-------- Supplied information

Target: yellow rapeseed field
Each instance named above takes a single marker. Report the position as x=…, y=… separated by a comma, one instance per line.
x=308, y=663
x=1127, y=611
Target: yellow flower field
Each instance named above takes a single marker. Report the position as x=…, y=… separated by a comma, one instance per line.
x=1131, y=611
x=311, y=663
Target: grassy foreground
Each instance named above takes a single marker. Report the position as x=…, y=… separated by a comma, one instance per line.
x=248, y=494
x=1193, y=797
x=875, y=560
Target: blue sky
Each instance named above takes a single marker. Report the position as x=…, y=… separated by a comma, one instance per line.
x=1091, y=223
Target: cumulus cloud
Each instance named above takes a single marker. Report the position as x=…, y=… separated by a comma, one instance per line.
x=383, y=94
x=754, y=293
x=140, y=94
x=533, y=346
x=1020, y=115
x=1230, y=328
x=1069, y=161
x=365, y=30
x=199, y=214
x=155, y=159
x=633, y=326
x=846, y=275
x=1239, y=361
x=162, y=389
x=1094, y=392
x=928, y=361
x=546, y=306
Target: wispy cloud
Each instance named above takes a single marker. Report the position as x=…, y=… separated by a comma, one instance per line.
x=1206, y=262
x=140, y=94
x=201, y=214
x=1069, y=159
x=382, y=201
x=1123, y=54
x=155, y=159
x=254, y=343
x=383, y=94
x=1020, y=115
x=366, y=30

----------------

The exercise: Rewrite all the rows above, changing "field" to "meadow" wherever it occurs and leaving everything else unchanged.

Correct result:
Target: yellow rapeseed meadow
Each instance named above takes a single marker. Report the position as x=…, y=… separated by a comma, one instance per line.
x=308, y=663
x=1127, y=611
Target: yellow flower meadow
Each instance named above takes a single marker. Report the position as x=…, y=… separated by a comma, one instance per line.
x=1131, y=611
x=311, y=663
Target: grassy foreground
Each instance named above takes a single marker. Report the position as x=…, y=… separated by a comma, one instance per line.
x=248, y=494
x=1193, y=797
x=875, y=560
Target: blue sky
Each instance named above takes a single marker. Report the position as x=…, y=… separated by a comma, one instance per line.
x=1091, y=223
Target: cumulus cloud
Each instance named above takes a single marker. Report the position as x=…, y=… separated by a comma, one instance per line.
x=383, y=94
x=754, y=293
x=140, y=94
x=533, y=346
x=1020, y=115
x=1230, y=328
x=1069, y=161
x=365, y=30
x=199, y=214
x=155, y=159
x=633, y=326
x=846, y=275
x=1239, y=361
x=162, y=389
x=1094, y=392
x=928, y=361
x=546, y=306
Target: wispy cloud
Each instance named above takes a single marker. Report the position as x=…, y=… separated by a comma, one instance per line.
x=1206, y=262
x=140, y=94
x=201, y=214
x=1069, y=159
x=382, y=201
x=1123, y=54
x=155, y=159
x=254, y=343
x=383, y=94
x=1020, y=115
x=366, y=30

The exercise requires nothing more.